● **Given text**:
========================================================================
From: Zoran Radosavljević | EURACTIV.com
Serbian President Scrambles Fighter Jets over ‘Hostile Drones’

President Aleksandar Vučić ordered the country’s MiG-29 jet fighters to take off and destroy suspect drones seen over southern Serbia on Tuesday, as tensions continue to rise with neighbouring Kosovo.

Večernji Novosti reported that hostile drones were spotted flying over Merdare and Raška, two settlements near the border with Kosovo, “surveying Serbian army barracks and military positions.”

Soon after the MiGs took off, the drones left Serbia’s airspace, Vecernje Novosti said, but did not specify where the drones left. Had they not, they would have been destroyed as the president had already issued orders for the anti-aircraft defence to act, the website added.

Tensions have been building up in recent weeks ahead of the 31 October deadline imposed by Kosovo – a former Serbian province that declared independence in 2008 – for all its citizens to replace Serbian car plates with Kosovo-issued ones. Kosovo later agreed to implement the decision in several stages over several months.
========================================================================
● **Data shown**:
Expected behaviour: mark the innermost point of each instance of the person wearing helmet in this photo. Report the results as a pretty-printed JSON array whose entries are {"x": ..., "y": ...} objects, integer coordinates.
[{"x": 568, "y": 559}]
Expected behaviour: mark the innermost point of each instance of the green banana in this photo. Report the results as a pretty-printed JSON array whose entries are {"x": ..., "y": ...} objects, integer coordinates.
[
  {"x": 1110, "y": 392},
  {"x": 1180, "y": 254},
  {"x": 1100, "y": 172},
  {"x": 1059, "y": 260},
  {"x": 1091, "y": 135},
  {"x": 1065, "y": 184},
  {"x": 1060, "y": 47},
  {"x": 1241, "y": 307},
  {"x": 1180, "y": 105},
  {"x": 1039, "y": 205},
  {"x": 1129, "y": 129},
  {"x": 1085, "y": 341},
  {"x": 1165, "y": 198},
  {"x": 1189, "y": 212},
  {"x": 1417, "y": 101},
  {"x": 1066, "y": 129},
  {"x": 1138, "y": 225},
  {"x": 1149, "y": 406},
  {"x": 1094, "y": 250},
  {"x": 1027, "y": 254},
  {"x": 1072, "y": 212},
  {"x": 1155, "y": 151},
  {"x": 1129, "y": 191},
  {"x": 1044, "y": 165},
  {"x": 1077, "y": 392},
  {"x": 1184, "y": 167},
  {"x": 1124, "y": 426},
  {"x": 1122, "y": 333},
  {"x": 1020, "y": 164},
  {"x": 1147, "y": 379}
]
========================================================================
● **Requirements**:
(a) Check each statement against the news report on the drones over Serbia. For each, answer yes or no and quote the words from the report that decide it. (i) The drones were spotted over settlements near the border with Kosovo. (ii) The drones were destroyed by Serbia's anti-aircraft defence. (iii) Kosovo declared independence in 2008.
(b) Duplicate the passage of the news report on the drones over Serbia from "President Aleksandar Vučić" up to and including "the website added.".

● **Exercise responses**:
(a)
(i) Yes: "two settlements near the border with Kosovo"
(ii) No: "Soon after the MiGs took off, the drones left Serbia’s airspace"
(iii) Yes: "declared independence in 2008"

(b)
President Aleksandar Vučić ordered the country’s MiG-29 jet fighters to take off and destroy suspect drones seen over southern Serbia on Tuesday, as tensions continue to rise with neighbouring Kosovo.

Večernji Novosti reported that hostile drones were spotted flying over Merdare and Raška, two settlements near the border with Kosovo, “surveying Serbian army barracks and military positions.”

Soon after the MiGs took off, the drones left Serbia’s airspace, Vecernje Novosti said, but did not specify where the drones left. Had they not, they would have been destroyed as the president had already issued orders for the anti-aircraft defence to act, the website added.